- PROBLEM REQUIREMENTS -
Reproduce verbatim the lines of data from the one containing "Target: boy's face" through the one containing "21], [143, 7]]", inclusive.

■ ■ ■ ■ ■ ■ ■

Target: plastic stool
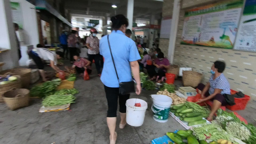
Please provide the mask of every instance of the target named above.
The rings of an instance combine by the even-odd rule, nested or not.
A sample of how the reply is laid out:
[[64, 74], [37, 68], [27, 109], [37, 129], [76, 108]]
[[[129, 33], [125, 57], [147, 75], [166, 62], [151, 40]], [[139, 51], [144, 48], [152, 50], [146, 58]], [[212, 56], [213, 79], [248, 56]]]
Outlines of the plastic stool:
[[[206, 103], [211, 107], [212, 106], [212, 105], [213, 105], [213, 103], [210, 100], [207, 101]], [[226, 107], [225, 106], [221, 106], [220, 108], [221, 108], [223, 110], [226, 111]]]

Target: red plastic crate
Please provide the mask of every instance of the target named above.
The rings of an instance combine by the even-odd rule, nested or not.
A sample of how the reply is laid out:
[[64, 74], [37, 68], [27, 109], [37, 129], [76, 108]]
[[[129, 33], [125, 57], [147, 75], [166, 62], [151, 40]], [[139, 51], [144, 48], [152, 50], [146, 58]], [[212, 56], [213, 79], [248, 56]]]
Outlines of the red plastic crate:
[[[237, 92], [232, 89], [230, 90], [230, 91], [232, 95], [234, 94]], [[244, 95], [244, 97], [243, 98], [235, 97], [234, 100], [235, 105], [232, 106], [227, 105], [226, 106], [226, 107], [227, 107], [227, 108], [229, 108], [231, 110], [244, 110], [245, 109], [247, 104], [248, 103], [248, 102], [250, 100], [250, 99], [251, 99], [251, 97], [249, 96], [245, 95]]]

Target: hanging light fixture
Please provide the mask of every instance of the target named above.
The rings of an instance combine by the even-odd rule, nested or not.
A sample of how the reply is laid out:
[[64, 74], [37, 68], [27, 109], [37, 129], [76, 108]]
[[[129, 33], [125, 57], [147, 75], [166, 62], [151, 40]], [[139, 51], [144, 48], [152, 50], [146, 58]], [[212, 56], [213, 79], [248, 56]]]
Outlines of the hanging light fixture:
[[112, 8], [117, 8], [117, 6], [115, 5], [115, 4], [113, 4], [111, 6]]

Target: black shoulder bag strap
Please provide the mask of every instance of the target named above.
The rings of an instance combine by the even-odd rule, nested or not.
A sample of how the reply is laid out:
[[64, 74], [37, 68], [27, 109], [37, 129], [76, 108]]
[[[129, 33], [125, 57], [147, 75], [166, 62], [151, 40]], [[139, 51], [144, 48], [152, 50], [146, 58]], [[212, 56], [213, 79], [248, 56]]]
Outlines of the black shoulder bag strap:
[[111, 50], [111, 47], [110, 46], [110, 40], [109, 39], [109, 35], [108, 35], [108, 42], [109, 42], [109, 46], [110, 47], [110, 53], [111, 54], [111, 57], [112, 57], [112, 60], [113, 61], [113, 63], [114, 64], [114, 67], [115, 68], [115, 71], [116, 71], [116, 76], [117, 77], [117, 80], [118, 80], [118, 83], [120, 84], [120, 82], [119, 81], [119, 77], [118, 77], [118, 74], [117, 74], [117, 71], [116, 71], [116, 65], [115, 64], [115, 61], [114, 61], [114, 58], [113, 58], [113, 55], [112, 54], [112, 51]]
[[125, 95], [130, 94], [131, 93], [134, 93], [135, 88], [134, 81], [121, 83], [119, 81], [119, 77], [118, 77], [117, 71], [116, 71], [116, 65], [115, 64], [115, 61], [114, 61], [114, 58], [113, 58], [113, 55], [112, 54], [112, 51], [111, 50], [109, 36], [109, 35], [108, 35], [108, 42], [109, 43], [109, 46], [110, 47], [110, 53], [111, 54], [111, 57], [112, 57], [112, 60], [113, 60], [114, 67], [115, 68], [115, 71], [116, 71], [116, 76], [117, 77], [118, 83], [119, 83], [119, 94], [121, 94], [122, 95]]

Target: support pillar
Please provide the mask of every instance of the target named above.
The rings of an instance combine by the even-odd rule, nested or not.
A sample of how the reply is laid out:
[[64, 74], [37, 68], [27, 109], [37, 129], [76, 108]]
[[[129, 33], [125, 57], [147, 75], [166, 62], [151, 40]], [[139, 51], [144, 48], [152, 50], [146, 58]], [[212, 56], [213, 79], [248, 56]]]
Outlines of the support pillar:
[[[102, 25], [104, 26], [108, 24], [108, 17], [106, 16], [103, 17], [102, 19]], [[102, 34], [104, 35], [108, 35], [107, 30], [108, 30], [108, 27], [104, 27], [102, 29]]]
[[19, 66], [18, 48], [9, 0], [0, 0], [0, 48], [9, 49], [0, 53], [0, 62], [5, 63], [2, 67], [2, 70], [5, 70]]
[[176, 44], [179, 17], [180, 15], [181, 0], [174, 0], [173, 11], [172, 12], [172, 19], [171, 27], [171, 34], [168, 47], [168, 59], [171, 63], [173, 63], [174, 50]]
[[133, 29], [133, 20], [134, 17], [134, 0], [128, 0], [127, 3], [127, 18], [129, 21], [129, 26], [127, 29]]

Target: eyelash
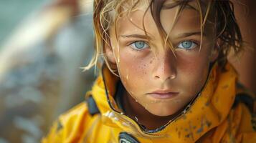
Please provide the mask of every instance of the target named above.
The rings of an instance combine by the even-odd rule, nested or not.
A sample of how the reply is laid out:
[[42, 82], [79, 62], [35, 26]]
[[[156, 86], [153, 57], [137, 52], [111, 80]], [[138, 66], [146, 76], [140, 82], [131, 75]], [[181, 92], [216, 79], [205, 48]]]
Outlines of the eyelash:
[[[192, 42], [192, 44], [194, 44], [195, 45], [194, 45], [194, 47], [189, 48], [189, 49], [185, 49], [185, 48], [179, 48], [179, 47], [178, 47], [179, 45], [181, 44], [184, 41], [190, 41], [190, 42]], [[179, 42], [178, 44], [176, 46], [176, 47], [177, 49], [184, 49], [184, 50], [186, 50], [186, 51], [189, 51], [189, 50], [194, 49], [199, 45], [199, 42], [197, 41], [195, 41], [195, 40], [184, 40], [184, 41], [181, 41]]]
[[[141, 40], [141, 41], [138, 40], [138, 41], [135, 41], [130, 42], [130, 43], [128, 44], [128, 46], [131, 46], [132, 44], [135, 44], [135, 43], [136, 43], [136, 42], [138, 42], [138, 41], [144, 42], [145, 44], [147, 44], [147, 45], [148, 45], [147, 47], [149, 47], [149, 45], [148, 45], [148, 42], [144, 41], [142, 41], [142, 40]], [[178, 47], [179, 45], [181, 44], [182, 42], [184, 42], [184, 41], [191, 41], [191, 42], [192, 42], [192, 44], [195, 44], [195, 45], [194, 45], [194, 47], [190, 48], [190, 49], [186, 49], [185, 48], [179, 48], [179, 47]], [[195, 41], [195, 40], [184, 40], [184, 41], [181, 41], [179, 42], [178, 44], [176, 44], [176, 49], [184, 49], [184, 50], [186, 50], [186, 51], [189, 51], [189, 50], [192, 50], [192, 49], [195, 49], [195, 48], [196, 48], [196, 46], [198, 46], [199, 45], [199, 42], [198, 42], [197, 41]], [[146, 48], [141, 49], [136, 49], [136, 48], [134, 48], [134, 47], [131, 47], [131, 49], [132, 49], [133, 50], [136, 51], [142, 51], [142, 50], [143, 50], [143, 49], [147, 49], [147, 47], [146, 47]]]
[[[133, 47], [132, 45], [133, 45], [133, 44], [135, 44], [136, 42], [138, 42], [138, 41], [143, 42], [144, 44], [146, 44], [146, 45], [147, 45], [147, 46], [146, 46], [146, 48], [143, 48], [143, 49], [138, 49], [138, 48], [135, 48], [134, 46]], [[149, 47], [149, 45], [148, 45], [148, 42], [144, 41], [142, 41], [142, 40], [138, 40], [138, 41], [135, 41], [130, 42], [130, 43], [128, 44], [128, 46], [131, 46], [131, 49], [132, 49], [133, 50], [136, 51], [142, 51], [142, 50], [143, 50], [143, 49], [147, 49], [147, 48]]]

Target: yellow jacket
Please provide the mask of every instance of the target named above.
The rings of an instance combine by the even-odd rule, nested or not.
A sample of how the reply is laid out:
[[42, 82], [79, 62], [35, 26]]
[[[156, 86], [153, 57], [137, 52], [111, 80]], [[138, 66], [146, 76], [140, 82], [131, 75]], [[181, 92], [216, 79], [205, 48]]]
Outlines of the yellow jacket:
[[193, 103], [149, 132], [121, 112], [113, 98], [118, 79], [103, 68], [87, 102], [61, 115], [42, 142], [255, 143], [255, 97], [237, 87], [230, 64], [225, 69], [215, 64]]

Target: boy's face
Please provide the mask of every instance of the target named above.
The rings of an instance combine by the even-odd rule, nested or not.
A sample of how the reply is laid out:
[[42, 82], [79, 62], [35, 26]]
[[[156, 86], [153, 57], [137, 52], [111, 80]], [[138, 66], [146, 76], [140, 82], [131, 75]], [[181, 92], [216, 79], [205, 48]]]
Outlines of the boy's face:
[[118, 19], [116, 33], [113, 26], [110, 30], [111, 48], [106, 47], [127, 92], [157, 116], [174, 114], [195, 97], [207, 80], [209, 63], [217, 56], [211, 30], [205, 31], [200, 50], [200, 17], [195, 9], [185, 9], [171, 31], [176, 10], [161, 11], [175, 55], [168, 44], [163, 47], [150, 10], [143, 21], [143, 7]]

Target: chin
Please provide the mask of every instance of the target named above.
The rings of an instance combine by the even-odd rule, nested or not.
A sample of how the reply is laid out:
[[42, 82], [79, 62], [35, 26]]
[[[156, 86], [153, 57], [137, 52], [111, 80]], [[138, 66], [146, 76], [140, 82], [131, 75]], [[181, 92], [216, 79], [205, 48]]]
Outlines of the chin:
[[171, 116], [176, 114], [179, 111], [179, 109], [175, 108], [163, 108], [163, 107], [159, 108], [153, 107], [152, 109], [148, 109], [147, 110], [152, 114], [159, 117]]

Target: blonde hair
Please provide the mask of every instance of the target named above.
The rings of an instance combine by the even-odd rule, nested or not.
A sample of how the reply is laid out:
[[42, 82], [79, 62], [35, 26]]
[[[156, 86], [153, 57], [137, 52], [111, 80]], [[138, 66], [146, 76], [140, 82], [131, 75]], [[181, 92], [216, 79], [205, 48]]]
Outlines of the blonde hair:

■ ■ ■ ■ ■ ■ ■

- THE REPLY -
Target: boy's face
Please provide the mask of every instance of the target named above.
The rings of an instance combine by the even-odd rule, nested or not.
A sample of how the reply is laid out:
[[42, 82], [79, 62], [35, 26]]
[[[156, 86], [153, 57], [137, 52], [111, 80]], [[138, 66], [146, 76], [140, 82], [131, 75]], [[181, 92], [216, 79], [205, 48]]]
Outlines of the boy's face:
[[118, 19], [116, 33], [113, 26], [110, 30], [111, 48], [106, 47], [127, 92], [157, 116], [174, 114], [195, 97], [207, 80], [209, 63], [217, 56], [211, 30], [205, 31], [200, 50], [200, 17], [195, 9], [185, 9], [171, 31], [176, 10], [161, 11], [175, 55], [168, 44], [163, 47], [150, 10], [143, 21], [143, 7]]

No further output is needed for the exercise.